+++ Data shown

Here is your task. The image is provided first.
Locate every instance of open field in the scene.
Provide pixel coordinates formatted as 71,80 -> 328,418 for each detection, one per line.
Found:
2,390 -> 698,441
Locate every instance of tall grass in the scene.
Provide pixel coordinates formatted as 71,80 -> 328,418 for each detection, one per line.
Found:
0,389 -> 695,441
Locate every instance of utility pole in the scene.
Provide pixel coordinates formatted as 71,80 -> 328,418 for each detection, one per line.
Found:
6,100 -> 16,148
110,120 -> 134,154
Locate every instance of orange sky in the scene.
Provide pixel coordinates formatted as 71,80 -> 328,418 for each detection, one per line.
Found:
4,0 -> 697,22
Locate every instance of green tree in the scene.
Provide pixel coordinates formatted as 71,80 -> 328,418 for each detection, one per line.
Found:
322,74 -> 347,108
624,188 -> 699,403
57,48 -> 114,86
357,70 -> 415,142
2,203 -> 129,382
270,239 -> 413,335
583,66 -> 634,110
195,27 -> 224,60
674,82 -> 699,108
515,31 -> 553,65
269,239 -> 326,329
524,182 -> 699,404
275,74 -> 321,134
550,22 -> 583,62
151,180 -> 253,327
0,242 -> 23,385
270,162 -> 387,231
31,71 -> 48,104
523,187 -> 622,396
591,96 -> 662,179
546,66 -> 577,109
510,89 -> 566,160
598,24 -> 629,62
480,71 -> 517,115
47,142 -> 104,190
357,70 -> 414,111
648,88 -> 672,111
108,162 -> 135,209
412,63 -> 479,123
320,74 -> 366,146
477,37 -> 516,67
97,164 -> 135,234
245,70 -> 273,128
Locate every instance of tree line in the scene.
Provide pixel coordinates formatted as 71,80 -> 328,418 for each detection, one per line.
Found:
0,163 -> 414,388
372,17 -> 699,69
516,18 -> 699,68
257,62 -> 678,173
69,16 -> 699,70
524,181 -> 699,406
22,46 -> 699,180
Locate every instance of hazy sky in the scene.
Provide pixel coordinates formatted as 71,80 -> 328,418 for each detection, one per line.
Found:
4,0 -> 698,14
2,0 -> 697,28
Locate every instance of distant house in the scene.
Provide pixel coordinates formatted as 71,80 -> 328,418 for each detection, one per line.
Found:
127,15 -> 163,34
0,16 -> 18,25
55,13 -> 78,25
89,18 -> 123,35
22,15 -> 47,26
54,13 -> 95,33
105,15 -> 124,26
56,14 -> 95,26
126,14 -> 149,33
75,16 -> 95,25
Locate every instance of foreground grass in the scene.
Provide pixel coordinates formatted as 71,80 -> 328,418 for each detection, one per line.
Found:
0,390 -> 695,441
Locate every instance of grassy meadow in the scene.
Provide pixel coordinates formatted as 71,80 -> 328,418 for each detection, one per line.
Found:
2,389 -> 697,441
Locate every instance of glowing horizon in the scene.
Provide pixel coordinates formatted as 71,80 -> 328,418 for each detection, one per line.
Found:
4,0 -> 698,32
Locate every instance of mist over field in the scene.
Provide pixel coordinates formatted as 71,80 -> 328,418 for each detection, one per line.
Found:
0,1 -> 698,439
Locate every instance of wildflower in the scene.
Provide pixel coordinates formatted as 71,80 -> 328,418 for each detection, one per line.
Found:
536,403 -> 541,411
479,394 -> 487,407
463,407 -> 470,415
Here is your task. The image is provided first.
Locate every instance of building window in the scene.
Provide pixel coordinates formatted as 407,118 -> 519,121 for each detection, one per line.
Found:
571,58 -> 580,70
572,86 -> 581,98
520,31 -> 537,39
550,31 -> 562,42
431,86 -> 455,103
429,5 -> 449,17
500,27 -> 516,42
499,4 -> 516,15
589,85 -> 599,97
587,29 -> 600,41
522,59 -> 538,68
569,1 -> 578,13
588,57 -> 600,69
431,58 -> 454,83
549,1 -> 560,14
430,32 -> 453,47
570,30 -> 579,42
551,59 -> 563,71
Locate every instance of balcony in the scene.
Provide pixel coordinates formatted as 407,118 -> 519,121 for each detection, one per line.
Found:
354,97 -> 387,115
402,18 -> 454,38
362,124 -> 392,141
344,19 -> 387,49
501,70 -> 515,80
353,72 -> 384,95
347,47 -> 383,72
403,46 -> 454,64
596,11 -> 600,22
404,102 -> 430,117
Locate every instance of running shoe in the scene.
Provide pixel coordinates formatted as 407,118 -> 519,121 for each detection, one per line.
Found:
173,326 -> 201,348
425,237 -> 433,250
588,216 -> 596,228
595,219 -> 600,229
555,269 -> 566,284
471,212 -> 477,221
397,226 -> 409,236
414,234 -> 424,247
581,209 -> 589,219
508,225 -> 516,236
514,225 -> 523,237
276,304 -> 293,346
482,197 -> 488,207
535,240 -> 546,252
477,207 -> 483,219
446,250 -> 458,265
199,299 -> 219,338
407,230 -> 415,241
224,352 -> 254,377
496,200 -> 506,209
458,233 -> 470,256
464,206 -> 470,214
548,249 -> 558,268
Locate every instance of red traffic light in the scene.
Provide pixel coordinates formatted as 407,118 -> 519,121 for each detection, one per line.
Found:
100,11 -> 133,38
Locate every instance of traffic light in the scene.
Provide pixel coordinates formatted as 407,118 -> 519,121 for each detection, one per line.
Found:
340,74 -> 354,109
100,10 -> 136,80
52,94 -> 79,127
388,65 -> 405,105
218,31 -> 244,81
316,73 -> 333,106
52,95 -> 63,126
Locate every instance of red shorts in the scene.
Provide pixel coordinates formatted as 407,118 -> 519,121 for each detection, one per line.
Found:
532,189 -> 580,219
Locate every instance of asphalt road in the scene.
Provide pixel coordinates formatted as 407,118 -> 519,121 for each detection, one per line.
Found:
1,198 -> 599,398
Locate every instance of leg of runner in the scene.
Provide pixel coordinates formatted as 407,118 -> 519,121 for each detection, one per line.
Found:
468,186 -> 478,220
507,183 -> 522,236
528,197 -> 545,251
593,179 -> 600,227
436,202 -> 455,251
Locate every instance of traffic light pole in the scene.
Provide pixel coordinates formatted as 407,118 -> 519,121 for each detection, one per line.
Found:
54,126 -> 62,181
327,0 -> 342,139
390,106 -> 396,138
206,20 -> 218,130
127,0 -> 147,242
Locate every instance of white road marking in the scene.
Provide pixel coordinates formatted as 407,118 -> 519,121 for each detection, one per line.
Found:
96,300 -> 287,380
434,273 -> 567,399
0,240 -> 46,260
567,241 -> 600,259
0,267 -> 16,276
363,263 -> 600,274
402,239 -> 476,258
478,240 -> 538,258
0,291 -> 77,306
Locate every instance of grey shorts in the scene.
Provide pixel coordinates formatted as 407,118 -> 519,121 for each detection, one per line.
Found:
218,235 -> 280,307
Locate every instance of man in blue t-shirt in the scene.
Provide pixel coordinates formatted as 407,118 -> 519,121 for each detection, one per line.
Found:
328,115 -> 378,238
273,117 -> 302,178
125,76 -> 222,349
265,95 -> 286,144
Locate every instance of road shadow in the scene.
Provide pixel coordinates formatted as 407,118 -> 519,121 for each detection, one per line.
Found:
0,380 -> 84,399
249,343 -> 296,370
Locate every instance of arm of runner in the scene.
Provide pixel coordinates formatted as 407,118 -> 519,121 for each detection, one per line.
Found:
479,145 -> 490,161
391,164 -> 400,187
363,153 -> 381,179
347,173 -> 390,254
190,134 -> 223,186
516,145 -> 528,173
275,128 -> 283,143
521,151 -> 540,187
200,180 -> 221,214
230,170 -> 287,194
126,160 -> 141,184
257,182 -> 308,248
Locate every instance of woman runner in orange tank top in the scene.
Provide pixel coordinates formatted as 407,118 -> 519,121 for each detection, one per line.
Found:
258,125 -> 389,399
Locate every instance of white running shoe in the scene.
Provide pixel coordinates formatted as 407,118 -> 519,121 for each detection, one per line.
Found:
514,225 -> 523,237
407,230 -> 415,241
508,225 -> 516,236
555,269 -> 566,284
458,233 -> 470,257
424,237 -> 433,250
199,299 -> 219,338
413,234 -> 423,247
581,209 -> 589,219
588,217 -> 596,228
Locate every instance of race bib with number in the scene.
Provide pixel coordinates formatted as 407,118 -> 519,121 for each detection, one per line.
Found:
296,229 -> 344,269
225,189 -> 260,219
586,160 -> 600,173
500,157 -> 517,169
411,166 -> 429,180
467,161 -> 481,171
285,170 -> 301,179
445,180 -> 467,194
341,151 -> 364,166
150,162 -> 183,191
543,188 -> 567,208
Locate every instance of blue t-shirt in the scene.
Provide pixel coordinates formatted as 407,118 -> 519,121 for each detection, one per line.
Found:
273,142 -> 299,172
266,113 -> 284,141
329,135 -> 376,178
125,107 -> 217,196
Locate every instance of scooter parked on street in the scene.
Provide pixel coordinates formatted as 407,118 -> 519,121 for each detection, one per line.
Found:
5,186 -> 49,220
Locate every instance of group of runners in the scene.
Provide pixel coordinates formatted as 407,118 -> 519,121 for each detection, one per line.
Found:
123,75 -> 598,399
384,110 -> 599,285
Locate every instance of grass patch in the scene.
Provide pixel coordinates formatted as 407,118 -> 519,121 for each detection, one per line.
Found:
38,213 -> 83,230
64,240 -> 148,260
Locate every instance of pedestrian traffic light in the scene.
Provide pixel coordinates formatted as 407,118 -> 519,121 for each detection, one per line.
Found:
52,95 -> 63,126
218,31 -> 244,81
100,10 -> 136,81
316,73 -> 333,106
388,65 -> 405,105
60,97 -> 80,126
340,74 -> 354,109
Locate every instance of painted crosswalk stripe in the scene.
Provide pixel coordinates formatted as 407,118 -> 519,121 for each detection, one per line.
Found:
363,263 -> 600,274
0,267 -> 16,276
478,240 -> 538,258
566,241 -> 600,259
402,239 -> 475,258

++++++
+++ Data shown

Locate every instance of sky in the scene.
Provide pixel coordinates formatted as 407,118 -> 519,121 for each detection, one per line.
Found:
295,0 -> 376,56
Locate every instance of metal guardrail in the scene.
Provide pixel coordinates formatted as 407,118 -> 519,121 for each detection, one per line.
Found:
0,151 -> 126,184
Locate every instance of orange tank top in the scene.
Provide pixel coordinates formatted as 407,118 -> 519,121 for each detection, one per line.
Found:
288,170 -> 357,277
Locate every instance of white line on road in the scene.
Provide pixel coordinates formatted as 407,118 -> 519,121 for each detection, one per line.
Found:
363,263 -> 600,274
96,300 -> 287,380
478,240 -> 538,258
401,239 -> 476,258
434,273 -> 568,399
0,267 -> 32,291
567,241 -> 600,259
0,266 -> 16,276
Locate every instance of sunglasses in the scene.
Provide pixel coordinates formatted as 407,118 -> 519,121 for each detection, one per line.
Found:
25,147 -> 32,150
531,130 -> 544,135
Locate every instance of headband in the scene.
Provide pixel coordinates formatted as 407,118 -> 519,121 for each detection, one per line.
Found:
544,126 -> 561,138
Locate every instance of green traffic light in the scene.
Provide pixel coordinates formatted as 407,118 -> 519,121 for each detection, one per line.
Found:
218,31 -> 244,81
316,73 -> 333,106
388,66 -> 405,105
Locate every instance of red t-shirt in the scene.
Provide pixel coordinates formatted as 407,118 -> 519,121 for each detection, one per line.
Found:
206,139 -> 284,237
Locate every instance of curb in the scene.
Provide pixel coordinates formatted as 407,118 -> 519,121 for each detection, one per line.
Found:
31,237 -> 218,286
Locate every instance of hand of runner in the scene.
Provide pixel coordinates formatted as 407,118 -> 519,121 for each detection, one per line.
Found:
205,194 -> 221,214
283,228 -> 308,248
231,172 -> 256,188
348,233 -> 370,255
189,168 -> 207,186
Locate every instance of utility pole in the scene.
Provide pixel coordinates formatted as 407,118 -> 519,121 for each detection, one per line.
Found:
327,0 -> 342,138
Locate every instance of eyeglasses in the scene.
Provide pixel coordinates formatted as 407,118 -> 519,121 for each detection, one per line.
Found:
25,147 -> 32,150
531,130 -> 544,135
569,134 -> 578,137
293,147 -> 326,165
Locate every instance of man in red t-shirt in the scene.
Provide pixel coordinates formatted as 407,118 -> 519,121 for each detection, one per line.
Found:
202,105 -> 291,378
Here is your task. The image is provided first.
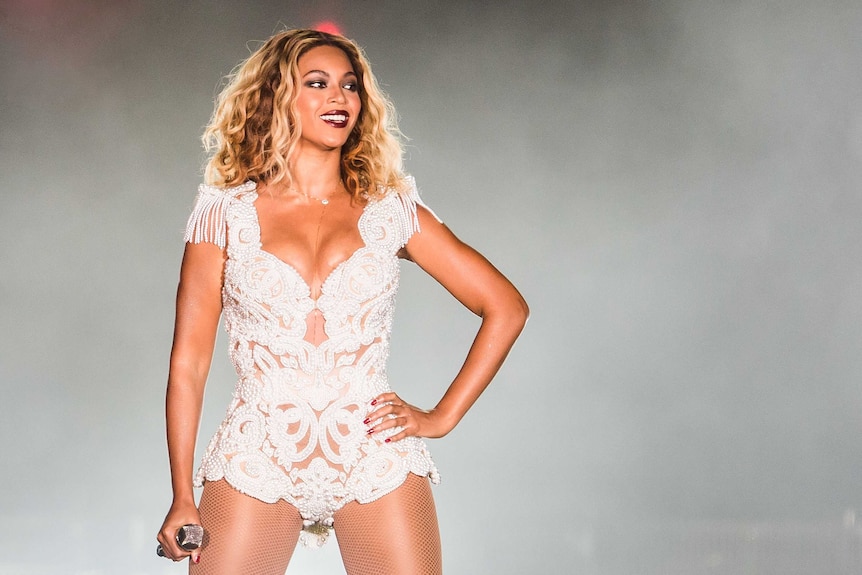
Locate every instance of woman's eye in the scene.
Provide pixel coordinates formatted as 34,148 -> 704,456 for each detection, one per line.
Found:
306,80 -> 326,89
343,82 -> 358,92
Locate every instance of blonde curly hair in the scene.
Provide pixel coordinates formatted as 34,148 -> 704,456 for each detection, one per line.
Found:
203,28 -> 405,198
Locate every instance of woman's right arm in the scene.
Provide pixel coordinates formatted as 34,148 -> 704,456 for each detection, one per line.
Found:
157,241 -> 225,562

++++++
+++ Data shown

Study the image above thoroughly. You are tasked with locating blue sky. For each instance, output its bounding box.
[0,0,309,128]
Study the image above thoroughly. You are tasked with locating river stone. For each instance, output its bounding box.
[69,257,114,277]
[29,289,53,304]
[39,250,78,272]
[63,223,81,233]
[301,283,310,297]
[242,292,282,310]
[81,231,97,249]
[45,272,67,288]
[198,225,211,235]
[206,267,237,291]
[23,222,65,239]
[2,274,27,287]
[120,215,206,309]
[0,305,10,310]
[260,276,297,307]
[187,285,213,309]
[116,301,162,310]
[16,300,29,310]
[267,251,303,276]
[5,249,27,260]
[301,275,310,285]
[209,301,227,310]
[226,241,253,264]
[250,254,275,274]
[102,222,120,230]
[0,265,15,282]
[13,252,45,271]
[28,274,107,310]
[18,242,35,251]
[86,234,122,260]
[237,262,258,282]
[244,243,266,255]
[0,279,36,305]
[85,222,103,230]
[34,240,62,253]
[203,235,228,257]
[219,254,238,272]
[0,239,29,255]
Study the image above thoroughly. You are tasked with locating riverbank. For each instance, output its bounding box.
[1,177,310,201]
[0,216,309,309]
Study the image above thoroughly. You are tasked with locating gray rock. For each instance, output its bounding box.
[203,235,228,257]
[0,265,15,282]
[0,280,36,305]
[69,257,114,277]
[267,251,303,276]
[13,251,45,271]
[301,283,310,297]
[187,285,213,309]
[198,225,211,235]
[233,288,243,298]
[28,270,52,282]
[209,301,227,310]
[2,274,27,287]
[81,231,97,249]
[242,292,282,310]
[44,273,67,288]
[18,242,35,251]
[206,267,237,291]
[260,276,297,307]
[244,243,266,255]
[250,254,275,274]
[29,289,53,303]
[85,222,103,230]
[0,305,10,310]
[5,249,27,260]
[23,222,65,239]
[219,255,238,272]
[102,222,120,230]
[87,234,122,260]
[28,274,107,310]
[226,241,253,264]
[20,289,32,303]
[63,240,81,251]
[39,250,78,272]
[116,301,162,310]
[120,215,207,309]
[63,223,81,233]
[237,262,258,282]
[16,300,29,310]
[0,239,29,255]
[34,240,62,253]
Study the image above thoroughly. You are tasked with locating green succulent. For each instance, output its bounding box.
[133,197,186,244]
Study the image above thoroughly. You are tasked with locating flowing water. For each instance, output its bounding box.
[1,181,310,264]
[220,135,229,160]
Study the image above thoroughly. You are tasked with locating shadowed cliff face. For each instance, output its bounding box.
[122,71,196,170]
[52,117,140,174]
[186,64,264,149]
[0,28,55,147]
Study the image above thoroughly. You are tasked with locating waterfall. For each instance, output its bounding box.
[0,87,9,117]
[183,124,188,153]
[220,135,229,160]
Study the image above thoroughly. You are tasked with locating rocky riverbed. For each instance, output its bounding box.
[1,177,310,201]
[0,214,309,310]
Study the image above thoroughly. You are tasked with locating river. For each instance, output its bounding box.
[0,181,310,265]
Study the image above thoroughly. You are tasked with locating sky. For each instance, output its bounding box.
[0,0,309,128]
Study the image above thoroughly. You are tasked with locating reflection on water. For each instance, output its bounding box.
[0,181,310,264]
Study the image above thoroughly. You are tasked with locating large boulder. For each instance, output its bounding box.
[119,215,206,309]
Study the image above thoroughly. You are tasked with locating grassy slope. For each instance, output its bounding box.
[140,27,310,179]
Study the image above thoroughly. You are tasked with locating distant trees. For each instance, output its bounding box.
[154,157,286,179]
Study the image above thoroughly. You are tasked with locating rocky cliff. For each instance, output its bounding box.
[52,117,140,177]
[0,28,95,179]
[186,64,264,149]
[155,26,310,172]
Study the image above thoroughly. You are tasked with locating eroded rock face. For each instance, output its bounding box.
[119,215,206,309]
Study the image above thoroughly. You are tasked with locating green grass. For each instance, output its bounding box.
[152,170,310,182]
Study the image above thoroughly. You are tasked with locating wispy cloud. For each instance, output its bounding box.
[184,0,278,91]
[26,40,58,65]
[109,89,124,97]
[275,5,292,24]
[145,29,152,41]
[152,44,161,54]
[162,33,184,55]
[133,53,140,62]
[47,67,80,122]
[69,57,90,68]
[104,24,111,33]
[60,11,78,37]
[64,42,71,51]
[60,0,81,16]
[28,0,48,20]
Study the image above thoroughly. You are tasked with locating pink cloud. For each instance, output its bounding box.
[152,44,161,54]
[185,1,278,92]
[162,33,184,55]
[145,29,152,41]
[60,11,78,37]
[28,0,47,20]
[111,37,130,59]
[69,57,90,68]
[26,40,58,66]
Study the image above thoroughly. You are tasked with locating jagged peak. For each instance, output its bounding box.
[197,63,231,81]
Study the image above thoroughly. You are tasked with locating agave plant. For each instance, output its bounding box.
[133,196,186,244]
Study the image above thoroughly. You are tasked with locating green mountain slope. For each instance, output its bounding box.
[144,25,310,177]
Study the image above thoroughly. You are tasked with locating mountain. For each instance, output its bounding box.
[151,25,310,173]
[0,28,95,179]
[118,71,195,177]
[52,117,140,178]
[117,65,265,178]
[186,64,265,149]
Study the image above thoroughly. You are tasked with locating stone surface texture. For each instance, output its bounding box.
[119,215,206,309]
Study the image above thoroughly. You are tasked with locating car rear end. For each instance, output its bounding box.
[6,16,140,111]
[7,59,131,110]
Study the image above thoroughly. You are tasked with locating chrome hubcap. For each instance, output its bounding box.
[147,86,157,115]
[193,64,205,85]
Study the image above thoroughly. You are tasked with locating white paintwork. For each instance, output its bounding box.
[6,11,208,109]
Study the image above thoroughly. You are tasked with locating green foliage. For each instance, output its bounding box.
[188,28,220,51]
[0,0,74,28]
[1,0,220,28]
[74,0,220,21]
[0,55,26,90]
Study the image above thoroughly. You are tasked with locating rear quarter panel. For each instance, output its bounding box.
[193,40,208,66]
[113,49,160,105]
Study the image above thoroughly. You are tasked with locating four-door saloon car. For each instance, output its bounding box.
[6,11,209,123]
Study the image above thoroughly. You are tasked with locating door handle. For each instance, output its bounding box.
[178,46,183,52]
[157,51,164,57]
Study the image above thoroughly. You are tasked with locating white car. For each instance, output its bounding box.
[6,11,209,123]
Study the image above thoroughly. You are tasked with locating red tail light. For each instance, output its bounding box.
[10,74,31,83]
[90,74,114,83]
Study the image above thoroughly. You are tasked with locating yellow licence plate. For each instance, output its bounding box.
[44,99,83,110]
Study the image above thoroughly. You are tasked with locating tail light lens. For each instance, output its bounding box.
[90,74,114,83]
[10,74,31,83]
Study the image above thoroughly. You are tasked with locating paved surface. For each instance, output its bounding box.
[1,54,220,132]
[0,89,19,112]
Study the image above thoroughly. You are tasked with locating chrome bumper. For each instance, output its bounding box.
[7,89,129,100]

++++++

§ **Work instruction**
Look through the records and gather each line with the word "field".

§ **Task result**
Locate every instance of open field in the scene.
Locate every instance of mist over field in the scene.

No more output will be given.